■ What to do ■
Copy out each line below exactly as it appears.

■ Records from a data collection ■
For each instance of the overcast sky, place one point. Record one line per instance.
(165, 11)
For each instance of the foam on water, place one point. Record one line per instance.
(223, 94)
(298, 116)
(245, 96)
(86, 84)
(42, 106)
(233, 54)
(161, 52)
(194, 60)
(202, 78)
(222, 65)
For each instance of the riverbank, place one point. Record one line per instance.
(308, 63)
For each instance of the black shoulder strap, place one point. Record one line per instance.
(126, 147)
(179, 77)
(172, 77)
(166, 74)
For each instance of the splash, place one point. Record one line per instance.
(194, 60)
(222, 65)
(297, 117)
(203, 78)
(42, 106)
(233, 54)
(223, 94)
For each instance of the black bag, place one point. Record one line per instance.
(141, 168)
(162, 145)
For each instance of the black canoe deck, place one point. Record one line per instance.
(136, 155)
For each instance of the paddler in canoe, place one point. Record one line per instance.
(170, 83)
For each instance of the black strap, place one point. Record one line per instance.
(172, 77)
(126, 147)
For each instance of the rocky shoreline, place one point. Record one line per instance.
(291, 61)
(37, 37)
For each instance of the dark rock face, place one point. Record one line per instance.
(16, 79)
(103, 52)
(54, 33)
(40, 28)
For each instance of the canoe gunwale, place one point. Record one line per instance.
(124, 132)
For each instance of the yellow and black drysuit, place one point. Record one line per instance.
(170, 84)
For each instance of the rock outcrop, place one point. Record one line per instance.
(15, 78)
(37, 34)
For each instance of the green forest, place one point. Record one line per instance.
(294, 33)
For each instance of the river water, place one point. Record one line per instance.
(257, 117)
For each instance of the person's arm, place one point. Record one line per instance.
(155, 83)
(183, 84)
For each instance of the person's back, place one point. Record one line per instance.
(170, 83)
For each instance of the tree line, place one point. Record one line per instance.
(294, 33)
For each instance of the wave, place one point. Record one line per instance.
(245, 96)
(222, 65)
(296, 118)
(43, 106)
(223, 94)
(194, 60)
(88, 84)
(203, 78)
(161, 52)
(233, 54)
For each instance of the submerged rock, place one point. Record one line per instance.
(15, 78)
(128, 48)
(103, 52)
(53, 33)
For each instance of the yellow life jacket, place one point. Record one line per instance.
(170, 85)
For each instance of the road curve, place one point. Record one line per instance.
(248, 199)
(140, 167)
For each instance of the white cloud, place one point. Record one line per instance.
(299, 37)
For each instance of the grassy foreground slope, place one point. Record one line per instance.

■ Exercise result ■
For each instance of the overcast sky, place one point. Record one line per instance.
(165, 11)
For each instance of the foam on water, place one point. Record one line per instance.
(223, 94)
(298, 116)
(245, 96)
(86, 84)
(42, 106)
(233, 54)
(161, 52)
(194, 60)
(202, 78)
(222, 65)
For each instance of the riverbank, place one point. Record one line per instance.
(308, 63)
For each instance of the black shoulder strap, place one point. Record one line per instance.
(126, 147)
(179, 77)
(172, 77)
(166, 74)
For each instance of the splash, place one point. Record one line per instance.
(194, 60)
(222, 65)
(297, 117)
(203, 78)
(42, 106)
(233, 54)
(223, 94)
For each instance of the black bag, place one point. Record one line per instance.
(141, 168)
(162, 145)
For each instance of the black canoe deck, place one point. Record one line per instance.
(136, 155)
For each instance of the paddler in canoe, place one point. Record one line per instance.
(170, 83)
For each instance of the black strap, place one point. Record one line per instance.
(172, 77)
(126, 147)
For each instance of the rocky shoreline, place one point. Record one line per instance.
(291, 61)
(37, 37)
For each instance of the dark rock face, place one point. Record one line per instance.
(16, 79)
(103, 52)
(54, 33)
(40, 28)
For each instance of the canoe gunwale, place one point. Record one line per instance.
(124, 132)
For each instance of the yellow and black drysuit, place one point. Record one line per instance.
(170, 84)
For each instance of the rock outcrop, place one point. Record one line per instance.
(15, 78)
(37, 34)
For each instance of the green forest, place one point. Record one line per instance.
(294, 33)
For each instance of the river water, place one point. Record one line per instance.
(257, 117)
For each instance of the person's arm, place one point. Record one line per instance.
(155, 83)
(183, 84)
For each instance of the person's back, place one point. Record one line per instance.
(170, 83)
For each instance of the tree line, place one point. Record one line per instance.
(294, 33)
For each instance of the wave, place one point. Record one line per instance.
(245, 96)
(222, 65)
(296, 118)
(43, 106)
(223, 94)
(194, 60)
(88, 84)
(203, 78)
(161, 52)
(233, 54)
For each instance of the submerged rock, place one point. Record one line per instance.
(15, 78)
(128, 48)
(103, 52)
(53, 33)
For each instance of the yellow life jacket, place one point. Record one line per instance.
(170, 85)
For each instance of the road curve, place one point. Record one line per instance.
(248, 199)
(140, 167)
For each instance of the white cloud, place one point. Record one line per instance.
(299, 37)
For each instance of the grassy foreground slope, place one point. Record one line per instance.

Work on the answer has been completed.